> Directive
Count the lines in the records below that contain the string "every". Give only the number.

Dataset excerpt
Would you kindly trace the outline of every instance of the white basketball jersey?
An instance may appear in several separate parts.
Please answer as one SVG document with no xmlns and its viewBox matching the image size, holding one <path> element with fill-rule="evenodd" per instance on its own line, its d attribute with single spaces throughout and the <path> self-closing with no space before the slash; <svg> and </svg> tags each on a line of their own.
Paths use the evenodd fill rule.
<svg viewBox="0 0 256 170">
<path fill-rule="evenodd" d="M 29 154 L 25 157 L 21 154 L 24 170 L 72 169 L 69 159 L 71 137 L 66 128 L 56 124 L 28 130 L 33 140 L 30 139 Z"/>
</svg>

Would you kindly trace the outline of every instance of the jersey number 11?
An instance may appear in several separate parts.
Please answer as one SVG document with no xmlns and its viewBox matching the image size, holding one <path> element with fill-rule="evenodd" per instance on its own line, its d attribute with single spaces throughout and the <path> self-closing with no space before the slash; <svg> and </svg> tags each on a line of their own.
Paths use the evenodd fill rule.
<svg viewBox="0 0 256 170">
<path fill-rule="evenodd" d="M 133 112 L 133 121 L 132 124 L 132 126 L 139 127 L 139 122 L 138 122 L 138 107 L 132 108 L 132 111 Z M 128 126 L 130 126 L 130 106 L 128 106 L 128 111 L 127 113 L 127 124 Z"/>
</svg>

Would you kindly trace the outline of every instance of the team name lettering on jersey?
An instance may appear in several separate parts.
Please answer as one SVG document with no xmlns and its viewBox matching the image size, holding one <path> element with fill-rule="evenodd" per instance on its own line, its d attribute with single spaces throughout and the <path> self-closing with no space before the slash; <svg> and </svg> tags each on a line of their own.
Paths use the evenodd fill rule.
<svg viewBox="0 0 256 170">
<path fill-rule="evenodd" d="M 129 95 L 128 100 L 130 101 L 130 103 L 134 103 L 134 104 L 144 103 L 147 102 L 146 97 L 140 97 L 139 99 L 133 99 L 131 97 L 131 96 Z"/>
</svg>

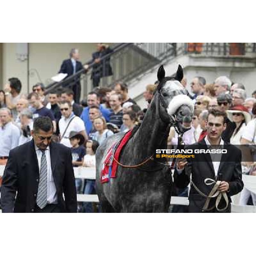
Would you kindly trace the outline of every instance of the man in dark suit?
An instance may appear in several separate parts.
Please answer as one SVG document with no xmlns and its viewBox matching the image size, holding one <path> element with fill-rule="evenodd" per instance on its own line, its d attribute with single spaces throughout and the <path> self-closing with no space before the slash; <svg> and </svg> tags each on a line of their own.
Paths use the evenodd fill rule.
<svg viewBox="0 0 256 256">
<path fill-rule="evenodd" d="M 71 151 L 51 142 L 52 133 L 50 119 L 38 117 L 33 140 L 10 151 L 1 188 L 3 212 L 76 212 Z"/>
<path fill-rule="evenodd" d="M 226 127 L 225 117 L 224 112 L 210 111 L 206 125 L 206 137 L 186 148 L 192 149 L 193 152 L 195 149 L 226 149 L 226 154 L 196 154 L 195 158 L 188 158 L 187 162 L 177 163 L 174 179 L 178 187 L 186 186 L 192 175 L 189 212 L 230 212 L 230 197 L 239 193 L 244 186 L 241 151 L 221 138 Z M 213 196 L 214 194 L 217 196 Z M 210 198 L 209 195 L 213 196 Z"/>
<path fill-rule="evenodd" d="M 91 76 L 91 79 L 93 79 L 93 88 L 99 86 L 102 77 L 109 76 L 113 74 L 110 65 L 110 57 L 106 57 L 101 60 L 102 58 L 112 52 L 113 50 L 108 45 L 101 43 L 97 45 L 97 52 L 93 53 L 92 59 L 87 63 L 87 65 L 84 66 L 84 68 L 87 69 L 89 65 L 94 64 L 93 66 Z"/>
<path fill-rule="evenodd" d="M 81 62 L 78 61 L 79 59 L 78 49 L 75 48 L 72 49 L 70 53 L 70 59 L 63 61 L 61 67 L 61 69 L 59 71 L 59 73 L 67 74 L 67 77 L 72 76 L 78 71 L 84 69 L 84 67 Z M 74 79 L 74 80 L 70 81 L 68 84 L 64 85 L 64 87 L 67 87 L 69 84 L 73 84 L 71 89 L 74 92 L 75 94 L 74 100 L 77 103 L 79 103 L 81 96 L 80 75 L 76 76 L 76 78 Z"/>
</svg>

> Answer to this problem
4